─── PROVIDED PASSAGE ───

Find out who signed our letter to the First Minister calling on her to prioritise defamation reform in the upcoming Programme for Government.July 3, 2018
We have made so much progress towards much-needed reform of defamation laws in Scotland. As the current law has not been substantially reformed in 22 years, it is wholly inadequate faced with the revolution brought by the Internet to how we communicate, source information, express ourselves and hold the powerful to account.
Reform is long overdue, but we are closer than we have been in many years. However, reports suggest defamation reform will not be included in Nicola Sturgeon’s next Programme for Government, leaving September 2019 representing the next opportunity for this much-needed reform to be introduced. If reform is delayed for a year, we will have a year of inadequate laws that fail to protect free expression and continue to prioritise the interests of the pursuers.
Thanks to the support of Scottish and international writers and activists we have secured 139 signatures to our letter sent to the First Minister calling on her to include defamation reform in the upcoming Programme for Government. This includes Val McDermid, Ian Rankin, Julian Barnes, James Robertson, Philippe Sands, Matthew Caruana Galizia and A.L. Kennedy.
Scottish PEN would like to thank everyone who has signed this letter helping us make the case for defamation to be prioritised.
Here is the letter with the full list of signatories.
— LETTER STARTS —
Dear First Minister,
Please commit to including defamation reform in the upcoming Programme for Government to ensure that free expression is protected in Scotland.
The laws governing defamation in Scotland are out-of-date. They are inadequate when faced with how people across Scotland communicate, source information and reach out to other people. To ensure free expression is protected, defamation must be reformed as soon as possible. Recent movements towards reform, including the evidence session at the Scottish Parliament’s Justice Committee, are to be welcomed. There is a clear and growing consensus around the need for reform, but we cannot be complacent.
Following the publication of the Scottish Law Commission’s final report and draft Bill we are in a strong position to reform the law, bringing forward changes to establish a serious harm threshold to dissuade trivial cases or those brought solely to silence criticism; a statutory defence of publication on a matter of public interest and a single publication rule to ensure the time period within which a defamation action can be brought does not restart every time a link or post is shared or viewed online. Every one of these reforms strengthens free expression and ensures that public debate is not controlled or stifled by powerful vested interests.

─── SUPPLIED DATA ───

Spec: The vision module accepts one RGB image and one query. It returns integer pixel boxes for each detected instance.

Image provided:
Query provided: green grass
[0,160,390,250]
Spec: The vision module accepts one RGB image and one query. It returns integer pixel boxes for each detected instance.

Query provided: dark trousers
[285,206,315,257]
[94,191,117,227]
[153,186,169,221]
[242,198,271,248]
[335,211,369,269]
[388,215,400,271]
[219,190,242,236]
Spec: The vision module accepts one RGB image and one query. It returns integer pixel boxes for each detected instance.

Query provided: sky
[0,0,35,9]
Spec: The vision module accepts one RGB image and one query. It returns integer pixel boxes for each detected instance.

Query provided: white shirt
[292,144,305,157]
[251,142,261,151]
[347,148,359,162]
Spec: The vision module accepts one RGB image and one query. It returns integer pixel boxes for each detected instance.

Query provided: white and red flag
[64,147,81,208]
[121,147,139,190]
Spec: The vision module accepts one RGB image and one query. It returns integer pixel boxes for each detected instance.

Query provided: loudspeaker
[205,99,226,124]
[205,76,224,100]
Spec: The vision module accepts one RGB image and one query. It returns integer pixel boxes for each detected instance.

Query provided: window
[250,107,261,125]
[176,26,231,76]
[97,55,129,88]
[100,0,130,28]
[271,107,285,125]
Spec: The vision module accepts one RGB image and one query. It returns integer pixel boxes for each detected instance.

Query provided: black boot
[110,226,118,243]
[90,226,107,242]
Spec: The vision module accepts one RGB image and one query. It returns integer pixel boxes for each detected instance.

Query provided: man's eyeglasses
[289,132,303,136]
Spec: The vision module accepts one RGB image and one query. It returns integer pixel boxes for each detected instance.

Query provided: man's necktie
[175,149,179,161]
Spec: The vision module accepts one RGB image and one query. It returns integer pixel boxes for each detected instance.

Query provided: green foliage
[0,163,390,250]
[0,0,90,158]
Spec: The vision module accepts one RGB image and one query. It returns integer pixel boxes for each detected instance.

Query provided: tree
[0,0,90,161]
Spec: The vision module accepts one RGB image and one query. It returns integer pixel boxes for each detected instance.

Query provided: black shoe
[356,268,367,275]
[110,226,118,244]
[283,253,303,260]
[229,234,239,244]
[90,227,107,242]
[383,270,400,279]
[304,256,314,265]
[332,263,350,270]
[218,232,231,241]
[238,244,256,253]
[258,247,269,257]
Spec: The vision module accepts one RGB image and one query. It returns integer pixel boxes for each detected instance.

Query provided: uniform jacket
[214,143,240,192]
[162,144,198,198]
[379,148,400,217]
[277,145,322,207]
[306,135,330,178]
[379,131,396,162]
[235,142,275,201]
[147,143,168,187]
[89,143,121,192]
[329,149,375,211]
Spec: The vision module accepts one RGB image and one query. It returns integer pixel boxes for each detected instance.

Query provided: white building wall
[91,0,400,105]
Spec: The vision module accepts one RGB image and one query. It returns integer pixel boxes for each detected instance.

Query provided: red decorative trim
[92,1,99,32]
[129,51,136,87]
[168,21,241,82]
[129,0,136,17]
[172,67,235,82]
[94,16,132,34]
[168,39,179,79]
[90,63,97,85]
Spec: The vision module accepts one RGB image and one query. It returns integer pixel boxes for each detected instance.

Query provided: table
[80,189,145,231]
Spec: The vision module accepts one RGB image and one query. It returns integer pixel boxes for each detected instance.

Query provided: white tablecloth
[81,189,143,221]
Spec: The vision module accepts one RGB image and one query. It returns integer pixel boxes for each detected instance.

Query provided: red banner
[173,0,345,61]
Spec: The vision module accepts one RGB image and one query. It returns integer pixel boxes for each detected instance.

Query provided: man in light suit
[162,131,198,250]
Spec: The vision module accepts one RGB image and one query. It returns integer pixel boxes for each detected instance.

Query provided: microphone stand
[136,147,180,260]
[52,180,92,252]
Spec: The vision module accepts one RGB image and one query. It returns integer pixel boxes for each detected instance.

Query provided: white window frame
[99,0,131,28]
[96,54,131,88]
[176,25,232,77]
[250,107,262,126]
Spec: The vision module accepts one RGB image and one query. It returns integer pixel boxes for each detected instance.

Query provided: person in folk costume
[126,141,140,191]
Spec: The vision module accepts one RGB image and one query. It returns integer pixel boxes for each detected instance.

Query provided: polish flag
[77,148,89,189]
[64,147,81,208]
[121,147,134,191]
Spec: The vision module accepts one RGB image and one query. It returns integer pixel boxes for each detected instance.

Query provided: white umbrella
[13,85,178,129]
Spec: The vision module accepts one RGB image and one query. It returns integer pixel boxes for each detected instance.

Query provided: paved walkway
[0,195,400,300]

───

*WHAT YOU NEED TO DO*
A: In the text on Scottish defamation reform, how many signatures did the letter to the First Minister secure?
B: Please pick up the text on Scottish defamation reform right after its final sentence and carry it forward.

*EXERCISE RESULTS*
A: 139 signatures.

B:
It is critical that law reform is orderly, democratic and evidence-based. We welcome the public consultation on defamation reform as an essential way to involve the whole community in the discussion about how defamation could and should be reformed. However, the public consultation need not delay a principled commitment from the Scottish Government to begin the legislative process to reform defamation law during the next parliamentary term. To this end, we call on you to commit to including defamation reform in your Programme for Government for 2018/19.
Protecting free expression cannot wait any longer. Every moment reform is delayed, writers, academics, scientists, journalists and social media users remain at risk from being threatened by legal action on the most minor of issues.
By incorporating defamation reform into the 2018 Programme for Government you will send a powerful signal to people across Scotland that free expression is both valued and protected and that Scotland prioritises laws that accurately represents the country as it is, not the country it used to be.
If you have any further questions please do not hesitate to contact Scottish PEN’s project manager, Nik Williams.
Frank Mackay Anim-Appiah
Jane Archer (Scottish PEN Writers At Risk Committee Chair)
Dr Peter Ashby
Nguyên Hoàng Bao Viêt
Jenni Calder (Scottish PEN Membership Secretary)
Andrew Campbell (Scottish PEN Trustee)
Joyce Caplan (Scottish PEN Trustee)
Gerard Carruthers (Scottish PEN Trustee)
Matthew Caruana Galizia
Jennifer Clement (PEN International President)
Robert Dawson Scott
Brendan De Caires
Fiona De Salle
Antonio Della Rocca (PEN Trieste President)
Colin Donati (Scottish PEN Trustee)
Una Leonie Flett
Maureen Freely (English PEN Chair of Trustees)
Fiona Graham (Scottish PEN Trustee)
Neil Mac Neil
Anne Marie Madden
David Manderson (Scottish PEN Trustee)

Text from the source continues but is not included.